• _Your objective_
Pull every line containing the word "with" from the records.
START Source information
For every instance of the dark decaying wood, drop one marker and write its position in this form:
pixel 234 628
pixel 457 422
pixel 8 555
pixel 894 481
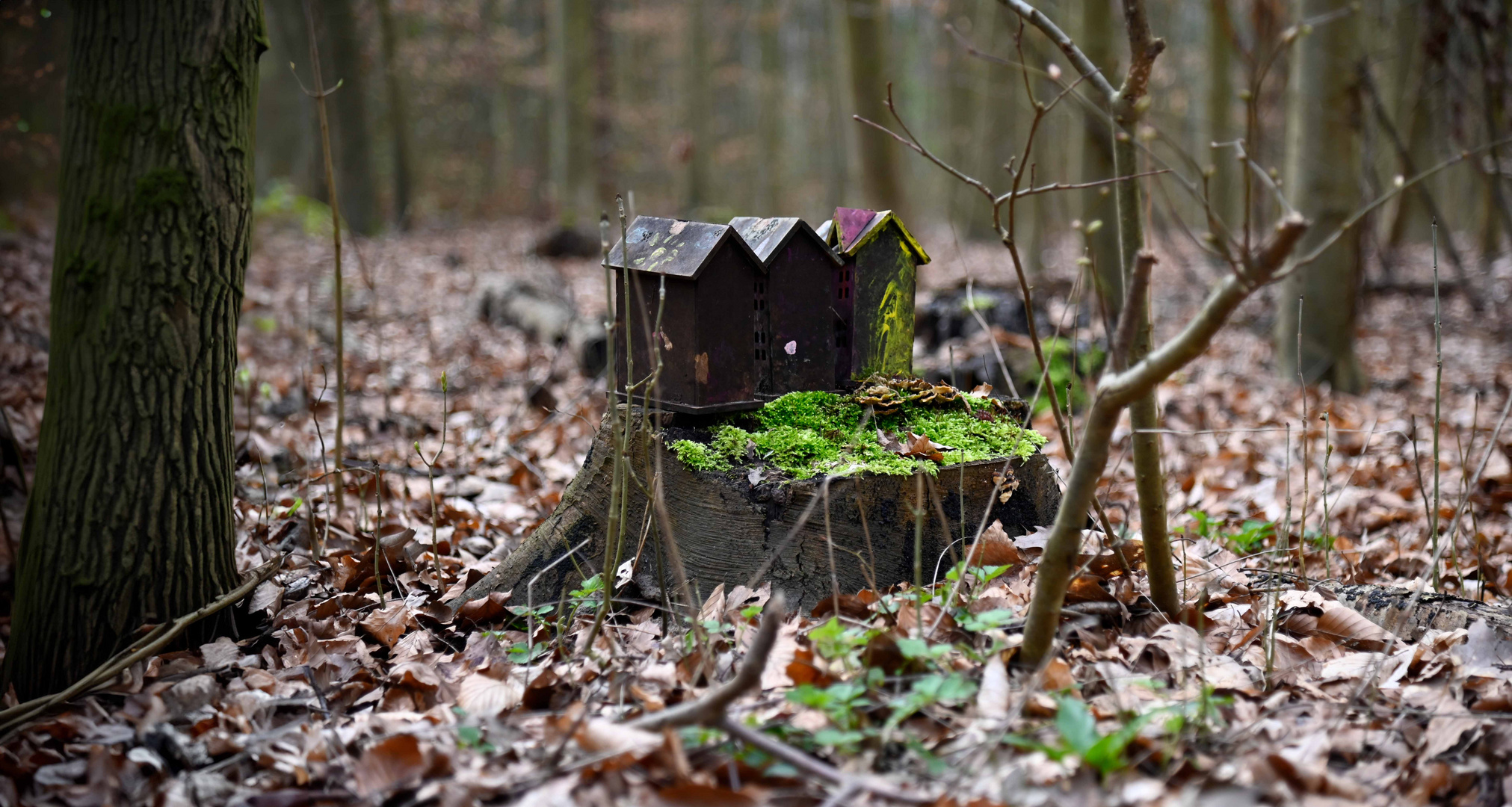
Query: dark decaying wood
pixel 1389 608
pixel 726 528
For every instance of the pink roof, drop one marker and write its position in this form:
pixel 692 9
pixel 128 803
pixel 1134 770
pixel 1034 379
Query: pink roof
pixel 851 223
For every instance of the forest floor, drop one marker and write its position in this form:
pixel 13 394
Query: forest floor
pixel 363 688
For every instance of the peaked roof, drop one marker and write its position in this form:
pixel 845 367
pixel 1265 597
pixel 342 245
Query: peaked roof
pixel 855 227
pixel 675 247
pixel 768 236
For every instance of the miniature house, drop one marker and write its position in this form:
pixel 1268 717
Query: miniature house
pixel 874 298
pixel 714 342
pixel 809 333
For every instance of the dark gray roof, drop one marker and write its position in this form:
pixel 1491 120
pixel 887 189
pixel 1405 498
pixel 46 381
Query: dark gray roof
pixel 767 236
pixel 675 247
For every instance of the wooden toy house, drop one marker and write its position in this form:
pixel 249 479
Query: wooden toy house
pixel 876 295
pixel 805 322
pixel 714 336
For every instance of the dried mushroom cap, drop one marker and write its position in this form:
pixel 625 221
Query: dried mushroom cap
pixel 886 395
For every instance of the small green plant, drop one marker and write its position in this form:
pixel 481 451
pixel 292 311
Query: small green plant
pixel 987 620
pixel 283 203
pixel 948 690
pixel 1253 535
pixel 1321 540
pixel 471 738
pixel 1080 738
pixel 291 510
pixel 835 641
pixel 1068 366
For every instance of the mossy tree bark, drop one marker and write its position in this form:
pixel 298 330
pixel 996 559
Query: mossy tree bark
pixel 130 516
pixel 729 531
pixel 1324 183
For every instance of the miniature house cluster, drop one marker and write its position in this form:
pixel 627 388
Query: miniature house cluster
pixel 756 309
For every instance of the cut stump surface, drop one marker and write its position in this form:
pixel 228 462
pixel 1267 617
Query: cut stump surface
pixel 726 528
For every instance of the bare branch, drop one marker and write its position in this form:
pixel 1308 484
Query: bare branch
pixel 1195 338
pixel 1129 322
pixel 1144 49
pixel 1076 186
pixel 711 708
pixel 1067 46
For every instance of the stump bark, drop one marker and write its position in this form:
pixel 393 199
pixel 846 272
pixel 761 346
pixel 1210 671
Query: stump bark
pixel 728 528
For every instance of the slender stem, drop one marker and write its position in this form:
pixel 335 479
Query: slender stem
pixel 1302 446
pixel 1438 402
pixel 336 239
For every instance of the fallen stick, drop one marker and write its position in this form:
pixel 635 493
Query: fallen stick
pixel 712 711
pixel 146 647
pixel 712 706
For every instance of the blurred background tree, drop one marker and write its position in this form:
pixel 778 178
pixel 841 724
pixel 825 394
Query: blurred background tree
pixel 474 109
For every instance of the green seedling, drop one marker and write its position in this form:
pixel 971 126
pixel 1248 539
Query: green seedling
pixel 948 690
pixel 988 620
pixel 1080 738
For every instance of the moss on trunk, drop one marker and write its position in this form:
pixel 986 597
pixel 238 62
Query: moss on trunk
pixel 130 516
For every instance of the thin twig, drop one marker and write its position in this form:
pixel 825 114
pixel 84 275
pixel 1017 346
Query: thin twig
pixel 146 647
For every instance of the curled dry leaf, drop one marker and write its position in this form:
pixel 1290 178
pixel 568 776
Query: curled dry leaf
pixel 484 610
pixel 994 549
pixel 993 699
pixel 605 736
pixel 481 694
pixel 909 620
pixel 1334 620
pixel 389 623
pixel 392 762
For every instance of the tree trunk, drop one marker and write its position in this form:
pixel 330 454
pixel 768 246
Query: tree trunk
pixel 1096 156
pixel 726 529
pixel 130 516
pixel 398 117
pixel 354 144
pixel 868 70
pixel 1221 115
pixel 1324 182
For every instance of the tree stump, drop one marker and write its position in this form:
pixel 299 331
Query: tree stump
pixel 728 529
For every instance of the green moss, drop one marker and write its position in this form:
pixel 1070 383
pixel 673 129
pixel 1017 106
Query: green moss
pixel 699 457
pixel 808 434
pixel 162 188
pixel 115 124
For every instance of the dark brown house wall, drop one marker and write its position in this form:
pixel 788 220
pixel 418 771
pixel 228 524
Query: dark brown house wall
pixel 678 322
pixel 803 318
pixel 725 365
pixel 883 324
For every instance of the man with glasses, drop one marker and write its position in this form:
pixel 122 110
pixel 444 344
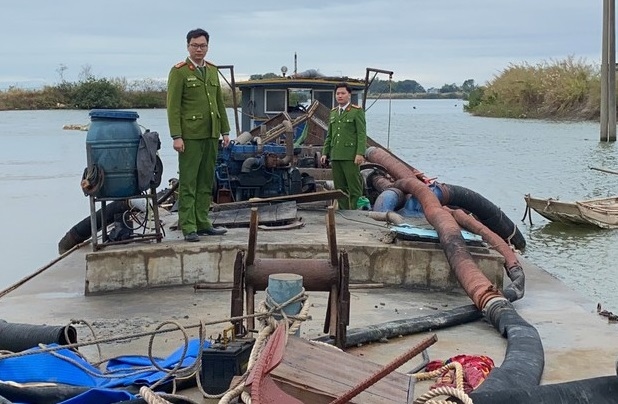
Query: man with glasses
END Source information
• _Solution to this task_
For every instance of the man with glasses, drop one marker and write its position in this form:
Query: man with glasses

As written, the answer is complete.